> _Directive_
Answer these questions from the judgment excerpt.
(a) In what year did Kusum Kamini execute the deed of surrender in favor of Mohendra?
(b) What was the approximate area of the homestead land in Dumka town that the schedule omitted?
(c) In what year did Benode bring a title suit against Monoranjan?

M.C. Ghose, J.
1. This is an appeal by defendant 2 in a suit for a declaration that the deed of surrender by a widow of her husband's estate is void and inoperative. The trial Court held that the deed of surrender was valid and disposed of the suit. In appeal, the learned District Judge has held that the deed of surrender was invalid and has decreed the suit. The facts which are not in dispute are that the properties belonged to one Gopal who died leaving two sons Ananta and Benode and two or more daughters. The property was inherited in half share by Ananta and half share by Benode. Ananta died leaving a son Mohendra who inherited his half share. Benode died leaving a widow Kusum Kamini who inherited her husband's half share as her life estate. The plaintiff is a son of one of the daughters of Gopal. In 1926, the widow Kusum Kamini executed the deed of surrender in question in favour of Mohendra. In the deed she stated that she was surrendering to Mohendra, who was the next reversionary heir, all the properties which she inherited from her husband and she totally divested herself of all rights in the estate left by her husband. The said estate was described in the schedule to the document. That schedule described various properties in area, over 32 bighas, but there is one omission and that is a piece of homestead land about 6 cottahs in area in Dumka town. The plaintiff's case is that this Dumka property of 6 cottahs was part of the estate left by Benode to the widow Kusum Kamini and as she did not) include it in the, schedule to the deed of surrender, the deed was invalid on the basis that no deed, of surrender by the widow is valid unless the entire estate is surrendered.
2. The trial Court held that the widow had in fact transferred the whole of the estate of her husband and that as to the Dumka property she was under the impression that she had no subsisting interest in it as against the plaintiff. On that basis, the trial Court held that the deed of surrender was valid. In appeal, the learned District Judge held on a consideration of the facts that in the eye of the law Kusum Kamini's interest in the Dumka property subsisted up to the date of surrender in 1926 and the omission of that property rendered the deed of surrender invalid. The fact found by the Court below as to this Dumka property was that it was a piece of land about 6 cottahs in area. In the eastern portion of the land, the plaintiff Monoranjan had his house and he apparently wrongfully took possession of the western portion of 6 cottahs and claimed it as his own property. In 1892 the widow's husband Benode brought a title suit against the plaintiff Monoranjan and had a decree that the western 6 cottahs were his property but though the decree was obtained against the present plaintiff, the present plaintiff continued to occupy the Dumka land. Not only did he possess it but he did not pay any rent either to the husband or to his widow Kusum Kamini. Indeed, he raised money mortgaging this land as his own land. The trial Court found that from 1898 to 1926, a period of over 27 years, the plaintiff had been in wrongful possession of the land not paying any rent and denying the title of the widow, that in this position the widow was under the impression, that she had no subsisting interest in the Dumka property and that is why she did not mention it in the deed of surrender. The learned District Judge finds that though the plaintiff Monoranjan treated the entire property as his own, in the eye of the law Kusum Kamini's interest in the western portion subsisted up to the time of surrender.

> _Collected material_
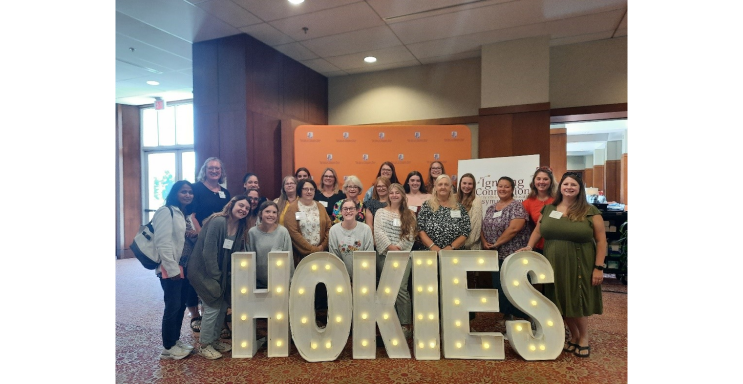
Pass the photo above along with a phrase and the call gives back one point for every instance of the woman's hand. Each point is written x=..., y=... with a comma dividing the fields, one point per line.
x=598, y=277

> _Exercise answer_
(a) 1926
(b) About 6 cottahs
(c) 1892